*WHAT NEEDS TO BE DONE:*
In the security essay, update the passage that begins at the words "The past couple" and stops after "remote code execution.", changing every "remote code execution" to "arbitrary code execution".

::: READING TEXT :::

Caffeinated Bitstream

Bits, bytes, and words.

Reinventing software for security; or: The woodpeckers are coming.

The past couple of years have been tough for digital security. A few disasters and near-disasters include:

  • Heartbleed, a buffer over-read vulnerability in OpenSSL allowing unauthorized remote access to data which may contain private keys.
  • Shellshock, an issue with Bash allowing remote code execution in many varied scenarios.
  • A bug in Microsoft's SSL/TLS library (Schannel) allowing remote code execution.
  • POODLE, a flaw in the SSLv3 protocol that an attacker can leverage on many connections by forcing a protocol downgrade, or relying on certain flaws in TLS implementations.
  • Attackers' increasing boldness in targeting networks for financial gain (Target, Home Depot) or cybervandalism (Sony Pictures), resulting in hundreds of millions — or perhaps even billions — of dollars in damages.
  • A rising awareness of state-sponsored attacks, from actors such as the NSA (Regin malware), the UK's GCHQ (Belgacom attack), and North Korea (alleged perpetrator of the Sony Pictures attack).

How did our infrastructure become so fragile? How did the miracles of technology turn against us? Who is responsible for this? Regrettably, my fellow software engineers and I are largely responsible. Together, we have created this frightening new world where people's property, finances, and privacy are at risk.

::: PROVIDED DATA :::

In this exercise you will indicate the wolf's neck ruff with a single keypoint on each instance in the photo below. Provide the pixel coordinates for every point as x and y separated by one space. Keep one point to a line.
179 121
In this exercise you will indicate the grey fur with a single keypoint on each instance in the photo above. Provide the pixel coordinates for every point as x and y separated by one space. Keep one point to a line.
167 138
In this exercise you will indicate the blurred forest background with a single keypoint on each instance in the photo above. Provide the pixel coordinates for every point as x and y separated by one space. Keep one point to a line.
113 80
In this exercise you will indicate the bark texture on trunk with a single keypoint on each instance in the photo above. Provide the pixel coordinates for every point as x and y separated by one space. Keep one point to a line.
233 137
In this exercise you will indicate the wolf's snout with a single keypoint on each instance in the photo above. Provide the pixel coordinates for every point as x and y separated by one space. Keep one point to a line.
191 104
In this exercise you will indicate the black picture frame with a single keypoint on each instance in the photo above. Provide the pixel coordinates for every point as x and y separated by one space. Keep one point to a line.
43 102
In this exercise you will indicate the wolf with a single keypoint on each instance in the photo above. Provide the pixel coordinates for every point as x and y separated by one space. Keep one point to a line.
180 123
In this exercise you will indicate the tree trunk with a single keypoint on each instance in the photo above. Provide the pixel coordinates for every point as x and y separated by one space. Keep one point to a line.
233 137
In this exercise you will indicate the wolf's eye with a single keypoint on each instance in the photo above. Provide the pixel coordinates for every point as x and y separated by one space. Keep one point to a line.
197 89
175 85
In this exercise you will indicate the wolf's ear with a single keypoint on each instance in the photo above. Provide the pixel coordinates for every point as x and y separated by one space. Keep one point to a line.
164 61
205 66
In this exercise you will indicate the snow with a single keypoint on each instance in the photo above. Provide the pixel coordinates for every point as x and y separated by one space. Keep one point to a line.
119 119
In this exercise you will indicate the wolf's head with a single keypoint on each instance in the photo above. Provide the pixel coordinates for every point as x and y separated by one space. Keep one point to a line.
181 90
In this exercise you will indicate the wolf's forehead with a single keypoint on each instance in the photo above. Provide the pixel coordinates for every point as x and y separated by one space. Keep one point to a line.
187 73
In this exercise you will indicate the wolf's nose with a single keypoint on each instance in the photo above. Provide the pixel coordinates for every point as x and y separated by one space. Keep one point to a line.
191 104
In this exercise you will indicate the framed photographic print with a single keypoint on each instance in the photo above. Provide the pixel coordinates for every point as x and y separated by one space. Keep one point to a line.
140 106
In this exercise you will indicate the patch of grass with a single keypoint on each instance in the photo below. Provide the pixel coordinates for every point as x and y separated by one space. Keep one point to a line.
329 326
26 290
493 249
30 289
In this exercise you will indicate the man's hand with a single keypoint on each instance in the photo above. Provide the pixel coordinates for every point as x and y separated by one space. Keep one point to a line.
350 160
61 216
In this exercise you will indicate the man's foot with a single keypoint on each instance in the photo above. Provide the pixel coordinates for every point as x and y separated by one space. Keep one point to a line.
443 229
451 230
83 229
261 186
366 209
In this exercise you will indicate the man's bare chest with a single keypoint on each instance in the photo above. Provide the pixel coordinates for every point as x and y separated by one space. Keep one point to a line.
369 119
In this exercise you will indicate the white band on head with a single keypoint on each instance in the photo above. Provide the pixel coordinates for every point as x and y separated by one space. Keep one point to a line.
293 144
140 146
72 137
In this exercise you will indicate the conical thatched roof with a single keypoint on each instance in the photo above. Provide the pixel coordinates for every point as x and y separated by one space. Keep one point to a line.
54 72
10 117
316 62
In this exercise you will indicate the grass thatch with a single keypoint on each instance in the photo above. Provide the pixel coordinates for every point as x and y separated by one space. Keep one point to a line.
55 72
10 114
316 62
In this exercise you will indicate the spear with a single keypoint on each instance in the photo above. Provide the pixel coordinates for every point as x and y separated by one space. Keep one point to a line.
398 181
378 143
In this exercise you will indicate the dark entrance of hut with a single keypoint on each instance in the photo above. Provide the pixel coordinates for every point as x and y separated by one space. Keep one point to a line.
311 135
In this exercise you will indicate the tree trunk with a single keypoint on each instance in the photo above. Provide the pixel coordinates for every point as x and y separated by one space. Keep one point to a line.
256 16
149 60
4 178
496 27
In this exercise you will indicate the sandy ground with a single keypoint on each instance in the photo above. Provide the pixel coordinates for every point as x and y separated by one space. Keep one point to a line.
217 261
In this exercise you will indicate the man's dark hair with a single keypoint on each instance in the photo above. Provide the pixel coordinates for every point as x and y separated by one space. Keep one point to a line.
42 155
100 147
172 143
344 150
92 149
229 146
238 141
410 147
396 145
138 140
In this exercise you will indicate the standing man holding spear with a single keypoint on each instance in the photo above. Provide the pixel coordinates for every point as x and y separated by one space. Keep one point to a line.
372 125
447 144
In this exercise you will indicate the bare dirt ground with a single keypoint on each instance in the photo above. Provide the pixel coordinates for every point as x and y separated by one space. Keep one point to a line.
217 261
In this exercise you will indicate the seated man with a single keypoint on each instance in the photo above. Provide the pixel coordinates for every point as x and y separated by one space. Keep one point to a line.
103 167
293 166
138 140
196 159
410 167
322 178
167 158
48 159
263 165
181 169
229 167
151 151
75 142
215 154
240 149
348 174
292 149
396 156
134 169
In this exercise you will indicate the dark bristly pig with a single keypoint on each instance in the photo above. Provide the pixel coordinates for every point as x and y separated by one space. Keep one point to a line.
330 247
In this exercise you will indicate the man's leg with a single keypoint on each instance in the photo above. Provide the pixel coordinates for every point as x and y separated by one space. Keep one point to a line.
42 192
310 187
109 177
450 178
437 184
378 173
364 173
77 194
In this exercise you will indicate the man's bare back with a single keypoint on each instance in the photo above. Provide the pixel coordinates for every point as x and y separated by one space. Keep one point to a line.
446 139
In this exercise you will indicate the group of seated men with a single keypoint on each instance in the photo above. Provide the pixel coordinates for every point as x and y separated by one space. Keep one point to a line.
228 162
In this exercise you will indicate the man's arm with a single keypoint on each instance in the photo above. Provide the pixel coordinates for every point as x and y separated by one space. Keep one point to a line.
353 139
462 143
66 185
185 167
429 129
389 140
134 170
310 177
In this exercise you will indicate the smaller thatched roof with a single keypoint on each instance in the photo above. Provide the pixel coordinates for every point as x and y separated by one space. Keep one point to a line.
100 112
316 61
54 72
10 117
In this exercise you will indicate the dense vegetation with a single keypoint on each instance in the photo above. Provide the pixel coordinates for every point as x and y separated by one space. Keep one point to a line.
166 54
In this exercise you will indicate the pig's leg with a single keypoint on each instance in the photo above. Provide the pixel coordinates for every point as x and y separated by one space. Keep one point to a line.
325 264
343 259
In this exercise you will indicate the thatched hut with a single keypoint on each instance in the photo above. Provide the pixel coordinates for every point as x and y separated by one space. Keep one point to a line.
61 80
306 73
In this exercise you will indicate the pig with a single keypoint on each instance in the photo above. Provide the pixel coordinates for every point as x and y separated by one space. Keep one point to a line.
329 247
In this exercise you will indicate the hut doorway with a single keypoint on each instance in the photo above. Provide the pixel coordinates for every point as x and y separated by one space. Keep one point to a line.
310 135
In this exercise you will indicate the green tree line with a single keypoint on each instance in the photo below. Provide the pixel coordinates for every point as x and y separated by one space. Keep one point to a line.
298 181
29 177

:::

*WORKED ANSWER:*
The past couple of years have been tough for digital security. A few disasters and near-disasters include:

  • Heartbleed, a buffer over-read vulnerability in OpenSSL allowing unauthorized remote access to data which may contain private keys.
  • Shellshock, an issue with Bash allowing arbitrary code execution in many varied scenarios.
  • A bug in Microsoft's SSL/TLS library (Schannel) allowing arbitrary code execution.